> Problem description
Please list each line from the rows below that contains the word "yellow", copying every such line in full.

> Data
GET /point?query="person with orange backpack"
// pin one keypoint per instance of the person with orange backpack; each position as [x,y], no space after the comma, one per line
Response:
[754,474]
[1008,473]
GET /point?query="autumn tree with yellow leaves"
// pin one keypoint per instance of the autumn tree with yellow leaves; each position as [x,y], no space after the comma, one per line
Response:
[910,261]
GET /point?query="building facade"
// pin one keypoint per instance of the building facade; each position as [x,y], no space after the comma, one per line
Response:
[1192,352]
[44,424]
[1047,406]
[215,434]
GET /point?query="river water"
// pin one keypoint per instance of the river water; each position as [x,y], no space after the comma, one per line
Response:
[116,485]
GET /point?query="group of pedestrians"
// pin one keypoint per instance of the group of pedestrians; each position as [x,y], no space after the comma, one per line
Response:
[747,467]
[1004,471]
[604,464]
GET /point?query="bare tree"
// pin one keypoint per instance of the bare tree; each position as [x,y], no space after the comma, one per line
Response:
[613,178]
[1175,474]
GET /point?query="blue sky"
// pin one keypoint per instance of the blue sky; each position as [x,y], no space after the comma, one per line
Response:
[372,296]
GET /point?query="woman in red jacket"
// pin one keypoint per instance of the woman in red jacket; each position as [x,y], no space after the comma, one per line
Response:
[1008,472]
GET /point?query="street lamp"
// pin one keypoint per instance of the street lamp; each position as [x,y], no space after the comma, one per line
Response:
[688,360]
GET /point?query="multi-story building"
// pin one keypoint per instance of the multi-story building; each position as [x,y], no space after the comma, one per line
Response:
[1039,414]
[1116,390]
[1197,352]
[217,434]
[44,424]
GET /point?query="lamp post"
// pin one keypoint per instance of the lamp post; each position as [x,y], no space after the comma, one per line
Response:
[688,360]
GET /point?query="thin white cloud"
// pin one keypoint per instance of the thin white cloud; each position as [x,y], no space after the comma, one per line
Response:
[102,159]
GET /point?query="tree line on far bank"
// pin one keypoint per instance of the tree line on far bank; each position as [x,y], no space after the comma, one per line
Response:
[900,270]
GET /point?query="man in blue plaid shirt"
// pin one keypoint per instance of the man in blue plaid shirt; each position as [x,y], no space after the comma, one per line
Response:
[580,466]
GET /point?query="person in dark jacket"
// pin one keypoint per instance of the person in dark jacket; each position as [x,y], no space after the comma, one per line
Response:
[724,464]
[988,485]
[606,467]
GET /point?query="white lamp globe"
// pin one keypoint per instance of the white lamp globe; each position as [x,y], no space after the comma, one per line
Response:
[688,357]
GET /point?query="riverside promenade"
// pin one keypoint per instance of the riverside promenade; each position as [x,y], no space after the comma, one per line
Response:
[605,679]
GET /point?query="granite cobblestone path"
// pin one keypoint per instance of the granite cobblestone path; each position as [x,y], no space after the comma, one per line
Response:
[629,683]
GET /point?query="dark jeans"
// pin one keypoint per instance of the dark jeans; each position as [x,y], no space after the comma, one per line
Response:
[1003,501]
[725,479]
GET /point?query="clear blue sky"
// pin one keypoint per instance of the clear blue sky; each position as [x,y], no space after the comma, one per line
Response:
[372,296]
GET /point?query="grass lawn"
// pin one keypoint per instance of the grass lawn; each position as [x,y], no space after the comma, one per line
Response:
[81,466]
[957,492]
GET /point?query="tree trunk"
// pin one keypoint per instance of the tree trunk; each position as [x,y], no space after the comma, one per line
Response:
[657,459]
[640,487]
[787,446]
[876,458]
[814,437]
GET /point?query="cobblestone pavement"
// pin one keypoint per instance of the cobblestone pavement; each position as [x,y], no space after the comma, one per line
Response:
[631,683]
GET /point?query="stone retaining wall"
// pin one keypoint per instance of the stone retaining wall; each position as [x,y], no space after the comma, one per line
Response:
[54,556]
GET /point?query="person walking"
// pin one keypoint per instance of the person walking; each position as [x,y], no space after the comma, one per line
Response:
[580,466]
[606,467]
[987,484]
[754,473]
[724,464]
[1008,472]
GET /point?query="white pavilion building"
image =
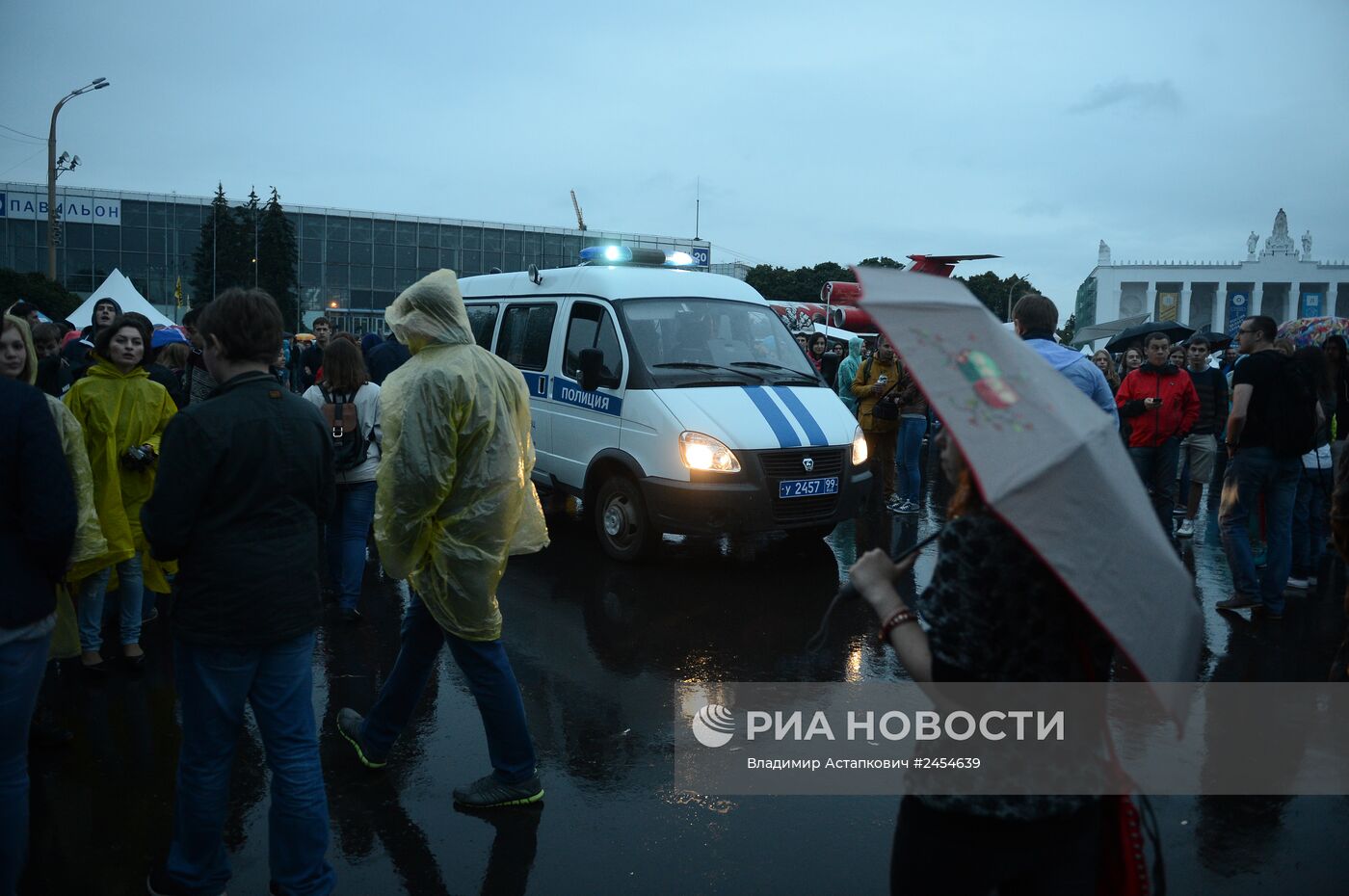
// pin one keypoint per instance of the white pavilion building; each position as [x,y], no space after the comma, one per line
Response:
[1279,281]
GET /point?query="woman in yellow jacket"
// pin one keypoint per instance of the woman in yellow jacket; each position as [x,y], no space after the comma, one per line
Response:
[876,382]
[123,413]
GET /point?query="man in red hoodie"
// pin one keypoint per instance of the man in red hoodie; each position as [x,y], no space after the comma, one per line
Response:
[1162,407]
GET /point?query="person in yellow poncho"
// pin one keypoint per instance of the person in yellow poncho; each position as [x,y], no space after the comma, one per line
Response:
[19,359]
[123,413]
[454,501]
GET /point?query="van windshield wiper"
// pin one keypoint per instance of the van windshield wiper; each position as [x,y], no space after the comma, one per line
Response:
[697,364]
[766,366]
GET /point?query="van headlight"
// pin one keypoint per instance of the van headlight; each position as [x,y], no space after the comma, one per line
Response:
[704,452]
[859,447]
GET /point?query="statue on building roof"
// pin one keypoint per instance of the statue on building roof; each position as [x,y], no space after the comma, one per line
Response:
[1279,242]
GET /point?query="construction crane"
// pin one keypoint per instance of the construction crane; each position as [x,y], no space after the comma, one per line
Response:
[580,222]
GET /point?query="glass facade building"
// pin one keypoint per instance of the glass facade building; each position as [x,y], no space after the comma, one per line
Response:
[351,263]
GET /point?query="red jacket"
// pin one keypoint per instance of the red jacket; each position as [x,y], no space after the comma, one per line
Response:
[1177,411]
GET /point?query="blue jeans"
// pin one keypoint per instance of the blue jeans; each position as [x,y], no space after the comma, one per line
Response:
[1310,519]
[346,539]
[92,593]
[22,664]
[1252,471]
[489,679]
[908,452]
[1156,465]
[213,684]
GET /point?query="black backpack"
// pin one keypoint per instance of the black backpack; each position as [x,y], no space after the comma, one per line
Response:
[1294,410]
[350,445]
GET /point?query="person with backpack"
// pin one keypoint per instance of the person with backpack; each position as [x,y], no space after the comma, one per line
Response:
[350,404]
[1274,421]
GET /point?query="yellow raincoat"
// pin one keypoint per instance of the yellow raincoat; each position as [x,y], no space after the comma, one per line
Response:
[119,410]
[454,497]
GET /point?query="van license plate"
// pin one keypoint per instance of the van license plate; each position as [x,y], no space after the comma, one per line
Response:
[807,488]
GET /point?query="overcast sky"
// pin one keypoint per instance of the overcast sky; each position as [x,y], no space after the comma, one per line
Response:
[1170,130]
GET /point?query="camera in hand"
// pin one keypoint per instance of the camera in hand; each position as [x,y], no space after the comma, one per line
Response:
[138,458]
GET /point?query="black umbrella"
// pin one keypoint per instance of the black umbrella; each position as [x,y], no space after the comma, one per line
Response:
[1136,333]
[1217,342]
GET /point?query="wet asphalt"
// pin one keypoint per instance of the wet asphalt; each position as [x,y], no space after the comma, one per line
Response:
[611,659]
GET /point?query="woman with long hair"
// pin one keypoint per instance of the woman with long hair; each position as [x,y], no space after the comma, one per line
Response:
[1102,359]
[347,383]
[1311,505]
[994,612]
[816,346]
[123,414]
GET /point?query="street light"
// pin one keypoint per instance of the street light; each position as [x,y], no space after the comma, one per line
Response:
[97,84]
[1011,286]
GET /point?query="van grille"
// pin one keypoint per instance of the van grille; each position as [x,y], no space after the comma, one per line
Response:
[786,464]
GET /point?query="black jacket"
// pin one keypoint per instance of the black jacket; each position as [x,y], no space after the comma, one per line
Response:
[37,506]
[245,482]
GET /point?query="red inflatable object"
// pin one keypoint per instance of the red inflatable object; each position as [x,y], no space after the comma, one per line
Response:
[853,320]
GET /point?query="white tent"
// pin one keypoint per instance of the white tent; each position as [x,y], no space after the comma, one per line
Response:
[120,290]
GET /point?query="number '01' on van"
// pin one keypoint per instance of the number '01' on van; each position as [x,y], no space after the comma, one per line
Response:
[671,400]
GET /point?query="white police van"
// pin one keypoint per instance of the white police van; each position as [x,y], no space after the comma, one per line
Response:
[671,400]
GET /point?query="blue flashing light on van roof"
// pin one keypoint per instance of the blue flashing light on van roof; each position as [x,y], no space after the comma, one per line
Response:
[627,255]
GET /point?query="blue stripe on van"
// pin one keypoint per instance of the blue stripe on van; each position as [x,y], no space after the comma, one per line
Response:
[775,417]
[798,408]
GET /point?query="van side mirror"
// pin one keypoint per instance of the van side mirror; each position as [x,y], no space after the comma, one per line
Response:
[593,367]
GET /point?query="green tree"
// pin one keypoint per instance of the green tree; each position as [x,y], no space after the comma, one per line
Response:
[222,258]
[278,258]
[54,300]
[1069,329]
[994,290]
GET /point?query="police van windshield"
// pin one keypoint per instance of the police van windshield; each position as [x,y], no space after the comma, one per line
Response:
[710,342]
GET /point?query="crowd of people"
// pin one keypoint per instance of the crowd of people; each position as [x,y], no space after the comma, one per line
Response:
[239,471]
[242,468]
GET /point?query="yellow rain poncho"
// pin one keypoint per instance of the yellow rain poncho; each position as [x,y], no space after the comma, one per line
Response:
[117,411]
[454,497]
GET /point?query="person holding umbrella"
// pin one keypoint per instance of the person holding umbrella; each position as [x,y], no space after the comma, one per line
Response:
[995,612]
[1162,408]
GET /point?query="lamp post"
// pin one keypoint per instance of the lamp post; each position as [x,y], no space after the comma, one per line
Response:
[97,84]
[1011,286]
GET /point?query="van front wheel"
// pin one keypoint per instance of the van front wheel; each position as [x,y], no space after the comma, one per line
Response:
[621,521]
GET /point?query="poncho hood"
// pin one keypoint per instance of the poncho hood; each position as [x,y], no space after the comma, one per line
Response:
[431,312]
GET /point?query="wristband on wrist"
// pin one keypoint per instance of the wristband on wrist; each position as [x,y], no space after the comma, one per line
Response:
[900,617]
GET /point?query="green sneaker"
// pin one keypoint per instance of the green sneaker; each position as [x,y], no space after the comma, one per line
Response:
[489,792]
[348,725]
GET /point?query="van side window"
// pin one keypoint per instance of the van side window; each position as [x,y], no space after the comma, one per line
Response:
[591,327]
[526,333]
[483,320]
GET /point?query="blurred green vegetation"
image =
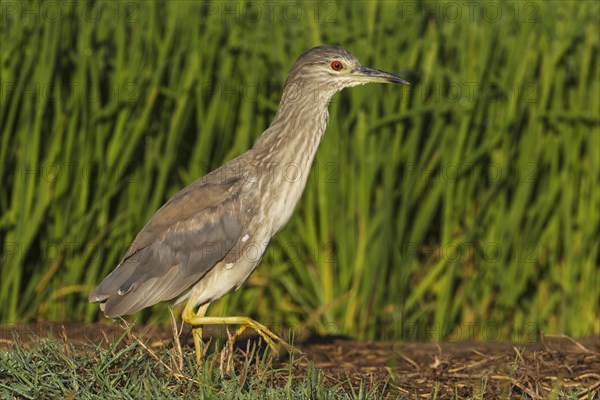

> Task answer
GET /point?query="autumn tree with yellow leaves"
// pin one keypoint per instance of the autumn tree with yellow leaves; each position as [x,y], no space after the comma, one per line
GET /point?query="woman in yellow jacket"
// pin one keypoint per instance of the woman in yellow jacket; each position as [x,y], no space after the comma, one per line
GET /point?query="person in yellow poncho"
// pin one keypoint per instance of the person in yellow poncho; each position as [x,y], no space after the comma, one per line
GET /point?query="yellow raincoat"
// pin one keypoint per instance of the yellow raincoat; each position as [x,y], no space after the comma, one per line
GET /point?query="yellow rain poncho"
// pin one keypoint per instance of the yellow rain poncho; each position as [x,y], no space after the comma, one per line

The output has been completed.